▸ Natural-language object grounding data:
Content starts
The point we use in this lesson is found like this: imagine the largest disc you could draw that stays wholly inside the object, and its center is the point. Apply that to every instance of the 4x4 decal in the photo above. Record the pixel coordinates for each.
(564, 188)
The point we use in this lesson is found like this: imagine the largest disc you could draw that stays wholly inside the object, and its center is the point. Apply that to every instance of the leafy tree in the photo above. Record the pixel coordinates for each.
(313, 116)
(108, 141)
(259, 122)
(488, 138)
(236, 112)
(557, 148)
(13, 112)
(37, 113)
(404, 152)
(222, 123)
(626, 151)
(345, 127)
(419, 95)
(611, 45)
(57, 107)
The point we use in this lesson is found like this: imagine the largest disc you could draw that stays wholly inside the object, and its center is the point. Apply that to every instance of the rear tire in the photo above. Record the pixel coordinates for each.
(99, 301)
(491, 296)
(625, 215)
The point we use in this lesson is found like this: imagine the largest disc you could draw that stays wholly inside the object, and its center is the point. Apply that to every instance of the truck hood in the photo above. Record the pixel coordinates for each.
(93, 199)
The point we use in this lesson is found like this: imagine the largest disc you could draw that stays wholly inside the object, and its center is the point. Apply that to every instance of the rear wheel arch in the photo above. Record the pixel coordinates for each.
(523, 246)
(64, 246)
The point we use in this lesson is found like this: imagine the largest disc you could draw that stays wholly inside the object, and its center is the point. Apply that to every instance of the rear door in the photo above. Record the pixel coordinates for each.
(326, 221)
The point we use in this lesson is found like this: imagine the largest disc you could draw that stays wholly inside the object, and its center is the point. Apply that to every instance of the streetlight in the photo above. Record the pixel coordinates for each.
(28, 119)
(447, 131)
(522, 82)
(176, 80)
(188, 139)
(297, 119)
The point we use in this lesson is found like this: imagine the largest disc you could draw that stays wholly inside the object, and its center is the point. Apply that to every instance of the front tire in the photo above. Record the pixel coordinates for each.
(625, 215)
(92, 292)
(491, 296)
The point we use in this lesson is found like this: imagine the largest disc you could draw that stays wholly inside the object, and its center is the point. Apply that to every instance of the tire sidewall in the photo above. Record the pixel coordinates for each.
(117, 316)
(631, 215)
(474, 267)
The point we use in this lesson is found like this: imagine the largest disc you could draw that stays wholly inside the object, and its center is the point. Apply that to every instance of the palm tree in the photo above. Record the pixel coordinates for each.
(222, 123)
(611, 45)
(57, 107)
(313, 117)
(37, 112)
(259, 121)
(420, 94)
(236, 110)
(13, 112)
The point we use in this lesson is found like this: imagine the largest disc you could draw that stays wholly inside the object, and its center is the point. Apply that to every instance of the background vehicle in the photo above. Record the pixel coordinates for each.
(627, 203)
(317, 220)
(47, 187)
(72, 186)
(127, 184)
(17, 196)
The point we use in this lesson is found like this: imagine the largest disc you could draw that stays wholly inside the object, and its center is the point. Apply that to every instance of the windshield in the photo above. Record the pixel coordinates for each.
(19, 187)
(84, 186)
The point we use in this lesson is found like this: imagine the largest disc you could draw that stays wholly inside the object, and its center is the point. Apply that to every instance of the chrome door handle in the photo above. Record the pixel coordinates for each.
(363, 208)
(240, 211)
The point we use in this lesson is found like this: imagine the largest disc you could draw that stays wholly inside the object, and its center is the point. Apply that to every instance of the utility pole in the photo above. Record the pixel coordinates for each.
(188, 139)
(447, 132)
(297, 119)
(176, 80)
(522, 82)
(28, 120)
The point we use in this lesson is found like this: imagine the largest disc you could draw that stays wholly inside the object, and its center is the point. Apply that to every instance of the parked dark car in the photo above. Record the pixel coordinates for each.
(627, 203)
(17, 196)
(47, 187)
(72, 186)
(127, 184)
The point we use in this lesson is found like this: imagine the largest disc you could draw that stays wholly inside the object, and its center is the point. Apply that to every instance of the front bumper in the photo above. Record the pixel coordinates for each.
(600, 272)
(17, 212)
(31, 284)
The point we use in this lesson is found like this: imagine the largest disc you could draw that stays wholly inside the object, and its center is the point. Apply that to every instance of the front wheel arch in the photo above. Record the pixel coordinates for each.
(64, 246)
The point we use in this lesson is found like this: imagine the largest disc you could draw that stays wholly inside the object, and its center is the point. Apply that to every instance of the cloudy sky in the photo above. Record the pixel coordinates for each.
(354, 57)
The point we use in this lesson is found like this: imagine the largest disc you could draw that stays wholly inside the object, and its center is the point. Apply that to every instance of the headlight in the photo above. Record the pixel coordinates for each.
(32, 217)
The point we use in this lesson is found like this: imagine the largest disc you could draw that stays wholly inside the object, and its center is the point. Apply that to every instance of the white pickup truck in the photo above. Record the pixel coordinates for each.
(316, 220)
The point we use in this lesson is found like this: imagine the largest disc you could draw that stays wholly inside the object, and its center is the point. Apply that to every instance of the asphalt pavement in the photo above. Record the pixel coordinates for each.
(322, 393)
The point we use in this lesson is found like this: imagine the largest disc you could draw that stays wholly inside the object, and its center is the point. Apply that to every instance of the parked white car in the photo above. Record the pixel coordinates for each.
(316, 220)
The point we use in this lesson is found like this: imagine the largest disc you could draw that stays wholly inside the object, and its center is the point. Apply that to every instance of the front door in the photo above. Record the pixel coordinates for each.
Content ends
▸ TASK ITEM: Please repeat the data above verbatim, all of it.

▸ WRITTEN ANSWER:
The point we use in this lesson is found like this: imagine the largest disc you could draw that stays wholly inside the object, and its center is the point. Apply that to every instance of the 4x4 decal in the photo above. Record the pixel coordinates for each.
(564, 188)
The point we use in this lesson is found like this: imagine the largest disc you could draw that stays wholly inside the object, and its center is the point. Apply that to every instance of the leafy tree in the photo above. Record the pixel coordinates for each.
(313, 116)
(108, 141)
(259, 122)
(488, 138)
(236, 112)
(557, 148)
(13, 112)
(37, 113)
(404, 152)
(222, 123)
(626, 151)
(345, 127)
(419, 95)
(611, 45)
(57, 107)
The point we use in this lesson is found like this: imagine the largest disc you could draw that stays wholly inside the object, and its center is the point. Apply that to every instance of the rear tire in the photo above. Record the pixel coordinates for each.
(99, 301)
(491, 296)
(625, 215)
The point we use in this lesson is found like this: imagine the largest disc you could draw that stays wholly inside the object, and its center is the point. Apply that to every instance of the truck hood in the photo above. Record the pixel coordinates for each.
(93, 199)
The point we use in this lesson is found like this: imagine the largest disc you could draw that stays wholly inside the object, and its center is the point. Apply that to every instance of the rear wheel arch in the photo above. Record the pixel coordinates for each.
(523, 246)
(64, 246)
The point we use in this lesson is found like this: imagine the largest disc you could draw that stays wholly inside the object, and its center is the point. Apply that to every instance of the rear door in the photo above. Record the pixel coordinates for each.
(326, 221)
The point we use in this lesson is found like this: imagine the largest disc you could draw that stays wholly inside the object, and its center is the point. Apply that to every instance of the streetlight in the photo above. Record the pixel coordinates for each.
(28, 119)
(447, 131)
(522, 82)
(176, 80)
(188, 139)
(297, 119)
The point we use in this lesson is found like this: imagine the largest disc you could draw that stays wholly inside the object, and its center is the point. Apply that to every instance of the front tire in the photo above. Record the pixel coordinates for each.
(625, 215)
(92, 292)
(491, 296)
The point we use in this lesson is found like this: imagine the largest disc you could draw that stays wholly inside the object, and its center is the point. Apply that to every instance of the tire sidewall in the photo above. Record the pixel coordinates for each.
(117, 316)
(631, 215)
(474, 267)
The point we use in this lesson is found like this: imagine the largest disc you could draw that stays wholly inside the object, and its center is the point. Apply that to every instance of the palm tree in the photo above. Record the pixel coordinates for each.
(222, 123)
(611, 45)
(57, 107)
(313, 117)
(37, 112)
(259, 121)
(420, 94)
(236, 110)
(13, 112)
The point we use in this lesson is found like this: imagine the largest disc you could draw that stays wholly inside the object, and its center is the point. Apply that to every instance of the background vehicle in the photo above. Record the pixel coordinates for each.
(627, 203)
(317, 220)
(47, 187)
(72, 186)
(127, 184)
(17, 196)
The point we use in this lesson is found like this: imagine the largest disc you could draw that stays wholly inside the object, and its center is the point. Apply that to every instance of the windshield in the photo above. Record the pixel coordinates for each.
(19, 187)
(84, 186)
The point we use in this lesson is found like this: imagine the largest disc you could draw that stays wholly inside the object, and its center is the point. Apply that to every instance of the chrome door handle in the photo above. Record the pixel coordinates for each.
(363, 208)
(240, 211)
The point we use in this lesson is found like this: imagine the largest disc you could draw that stays wholly inside the object, and its center is the point. Apply that to every instance of the utility pole in the photo above. Record the pixel coordinates for each.
(188, 139)
(447, 132)
(297, 119)
(176, 80)
(522, 82)
(28, 120)
The point we use in this lesson is found like this: imagine the largest disc you could draw that stays wholly inside the object, and its center is the point. Apply that to every instance of the parked dark car in the photo above. Record the pixel coordinates for each.
(627, 203)
(17, 196)
(47, 187)
(72, 186)
(127, 184)
The point we use in this lesson is found like this: imagine the largest disc you could draw that stays wholly inside the object, and its center is the point. Apply that to every instance of the front bumper in the photo above. Record the pixel coordinates for each.
(600, 272)
(17, 212)
(31, 284)
The point we use in this lesson is found like this: imagine the largest disc you could draw that stays wholly inside the object, and its center is the point. Apply that to every instance of the front wheel arch in the photo above. Record the pixel coordinates for each.
(64, 246)
The point we use in this lesson is found like this: imagine the largest disc you could draw that stays wholly inside the object, and its center is the point. Apply that to every instance of the cloudy sky in the photo above. Record the pixel coordinates for each.
(354, 57)
The point we use in this lesson is found like this: imagine the largest disc you could draw that stays wholly inside the object, and its center is the point. Apply that to every instance of the headlight in the photo above. Record the pixel coordinates for each.
(32, 217)
The point we use in this lesson is found like this: imagine the largest disc you could draw that stays wholly inside the object, and its center is the point. Apply that to every instance of the white pickup truck in the photo above. Record the pixel coordinates for each.
(316, 220)
The point we use in this lesson is found like this: imagine the largest disc you could draw that stays wholly inside the object, and its center is the point. Apply that to every instance of the asphalt pavement in the photo above. Record the pixel coordinates for each.
(322, 393)
The point we use in this lesson is found like this: imagine the largest disc you could draw that stays wholly inside the object, and its center is the point. Apply that to every instance of the parked white car in the photo above. Record the pixel coordinates for each.
(316, 220)
The point we use in this lesson is found like this: imagine the largest disc you could draw that stays wholly inside the object, and its center is the point. Apply that to every instance of the front door in the photo above. Record the pixel coordinates for each.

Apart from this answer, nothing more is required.